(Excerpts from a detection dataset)

* * * * *

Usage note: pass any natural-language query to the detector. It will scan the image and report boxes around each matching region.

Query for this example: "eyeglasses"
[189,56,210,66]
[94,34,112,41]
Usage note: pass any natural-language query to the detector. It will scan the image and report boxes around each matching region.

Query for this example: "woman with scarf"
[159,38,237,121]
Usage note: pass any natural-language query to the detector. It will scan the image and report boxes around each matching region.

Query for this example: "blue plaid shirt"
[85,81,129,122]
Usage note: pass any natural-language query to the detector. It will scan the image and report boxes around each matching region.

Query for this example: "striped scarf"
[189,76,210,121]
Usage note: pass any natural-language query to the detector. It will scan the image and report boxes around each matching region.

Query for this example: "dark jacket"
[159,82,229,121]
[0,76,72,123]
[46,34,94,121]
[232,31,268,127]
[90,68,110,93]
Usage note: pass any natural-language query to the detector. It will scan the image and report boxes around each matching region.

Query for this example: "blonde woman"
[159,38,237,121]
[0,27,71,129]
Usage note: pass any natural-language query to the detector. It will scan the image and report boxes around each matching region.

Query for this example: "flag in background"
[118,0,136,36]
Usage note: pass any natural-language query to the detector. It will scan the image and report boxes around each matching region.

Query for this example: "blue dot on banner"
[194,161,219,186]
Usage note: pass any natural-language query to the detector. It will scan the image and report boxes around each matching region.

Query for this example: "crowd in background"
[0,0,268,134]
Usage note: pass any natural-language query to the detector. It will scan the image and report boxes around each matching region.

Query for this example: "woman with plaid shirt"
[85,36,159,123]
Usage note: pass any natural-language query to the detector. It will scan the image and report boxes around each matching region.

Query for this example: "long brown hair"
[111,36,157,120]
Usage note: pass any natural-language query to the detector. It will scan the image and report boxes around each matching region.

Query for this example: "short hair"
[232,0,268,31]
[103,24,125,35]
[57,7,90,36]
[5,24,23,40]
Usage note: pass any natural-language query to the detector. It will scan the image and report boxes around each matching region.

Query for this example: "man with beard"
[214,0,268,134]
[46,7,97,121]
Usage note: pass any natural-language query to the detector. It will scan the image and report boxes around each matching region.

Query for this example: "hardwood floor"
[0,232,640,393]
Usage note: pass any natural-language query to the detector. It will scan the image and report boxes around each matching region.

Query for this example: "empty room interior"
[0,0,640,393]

* * * * *

→ **DIRECTIONS**:
Using the material above, print every entry exactly as written.

→ **REPLY**:
Usage note: pass any natural-language query to the detector. It will scan the image and report boxes around each matching region.

Query for this example: "eyeglasses"
[189,56,210,66]
[94,34,112,41]
Usage note: pass any natural-language query to the detector. It will scan the image and report boxes around each matching region.

Query for this example: "woman with scarf"
[159,38,237,121]
Usage note: pass any natural-language query to the detector. It will scan the image and report boxes around each matching region.

Query for this example: "blue plaid shirt"
[85,81,129,122]
Usage note: pass any natural-language query to the detector. It will scan the image and report boxes around each matching region.

Query for this example: "striped scarf"
[189,76,210,121]
Usage note: pass any natural-language query to the detector. It will scan the image and report boxes around each matching region.

Query for this example: "dark jacket"
[159,82,229,121]
[0,76,72,123]
[46,34,94,121]
[232,31,268,127]
[90,68,110,93]
Usage note: pass any natural-language query to the detector. It will scan the image and report boxes around each matching region.

Query for this example: "blonde woman"
[159,38,237,121]
[0,27,71,129]
Usage note: pass any natural-language query to the detector. It will scan the image and report boxes around each matching region.

Query for this example: "flag in background"
[118,0,136,36]
Usage note: pass any natural-language query to the detector. It will scan the image and report boxes around each matching region.

Query for this example: "blue dot on banner"
[194,161,219,186]
Usage note: pass any natural-language query to the detector. It will scan the image and report boxes around each matching region.

Query for this example: "crowd in background"
[0,0,268,134]
Usage note: pass any natural-language query to the detector. It will scan the image and report boxes around each matching region.

Query for this example: "woman with plaid shirt"
[85,36,159,123]
Usage note: pass any natural-language query to the detector. It will scan the image and report boxes around each matching region.

Query for this example: "long brown hair"
[111,36,157,120]
Usage note: pass any natural-language query to the detector. It will scan the image and report boxes around each matching region.

Query for this example: "short hair"
[232,0,268,31]
[103,24,125,35]
[57,7,90,36]
[5,24,23,40]
Usage note: pass any natural-language query to the detector. It will scan the image and report boxes around each matching region.

Query for this example: "man with beard"
[214,0,268,134]
[46,7,97,121]
Usage note: pass any natural-language query to the detector. It will scan the image and report boxes around each matching region.

Query for this example: "hardwood floor"
[0,232,640,393]
Usage note: pass any natural-language query to the detector. It will scan the image and report boxes around each matching region.

Query for this example: "empty room interior"
[0,0,640,393]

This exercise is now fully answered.